- _Information supplied_
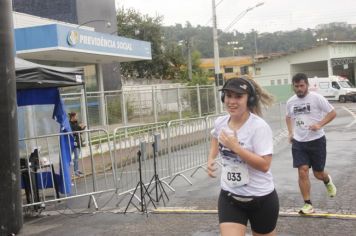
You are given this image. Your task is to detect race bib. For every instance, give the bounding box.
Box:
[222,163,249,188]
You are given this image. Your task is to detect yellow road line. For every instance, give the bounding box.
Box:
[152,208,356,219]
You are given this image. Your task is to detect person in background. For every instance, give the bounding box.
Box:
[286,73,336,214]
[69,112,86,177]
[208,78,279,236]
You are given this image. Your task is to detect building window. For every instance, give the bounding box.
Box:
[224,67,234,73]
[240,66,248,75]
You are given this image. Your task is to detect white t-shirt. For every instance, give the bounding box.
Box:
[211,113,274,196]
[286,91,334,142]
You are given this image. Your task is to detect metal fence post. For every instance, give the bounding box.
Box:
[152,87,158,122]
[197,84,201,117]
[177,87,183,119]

--

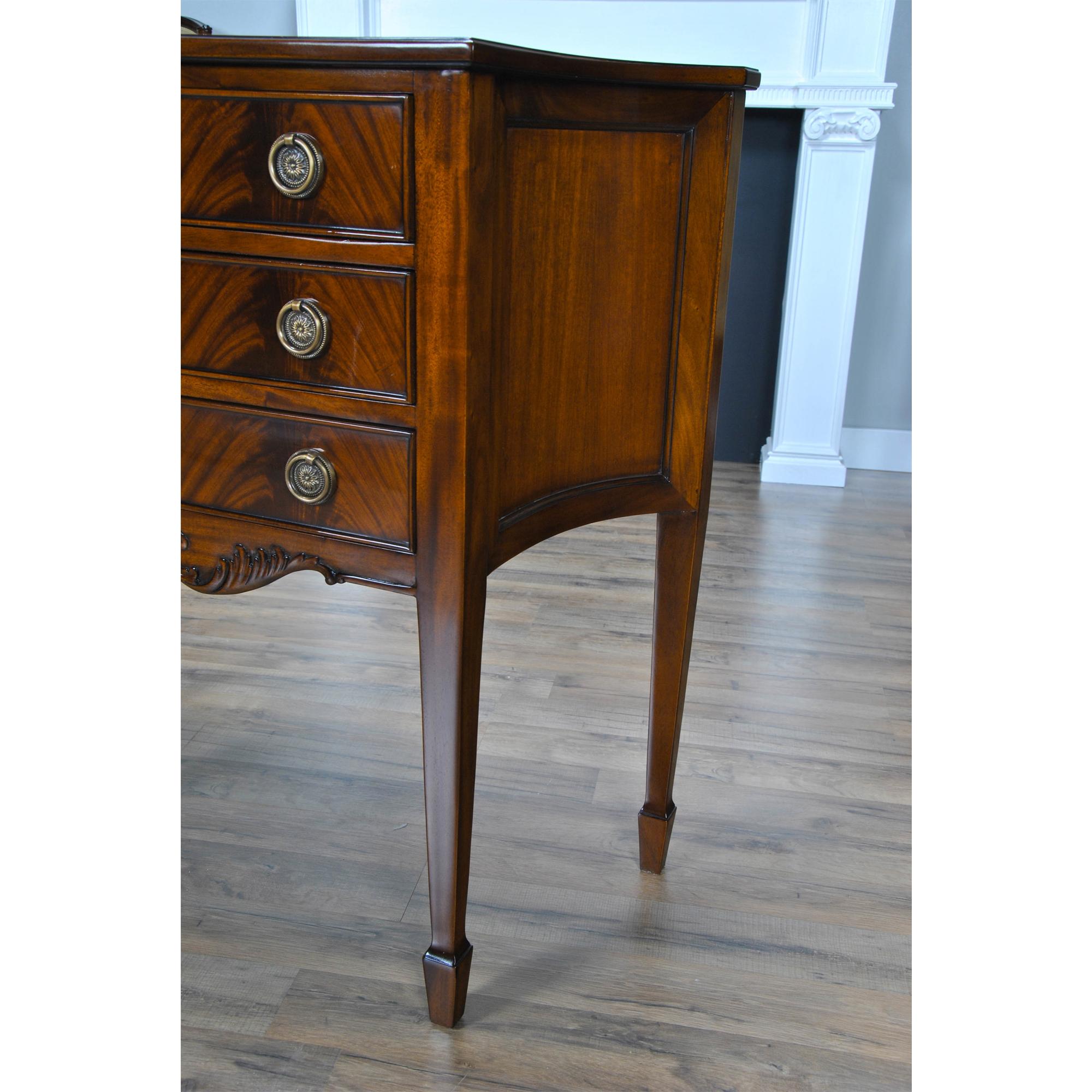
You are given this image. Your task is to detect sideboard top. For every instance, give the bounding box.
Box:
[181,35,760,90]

- _Instructions to follow_
Please put everything in the data from the line containing "You are given this image. Your task is to detect sideboard" down to the line containing "[181,35,760,90]", both of those lines included, into a numbered list, leaving out any blank lines.

- _Expected answer_
1. You are given this image. Your task is to detect sideboard top. For every instance, give the bounding box.
2. Box:
3. [181,35,760,90]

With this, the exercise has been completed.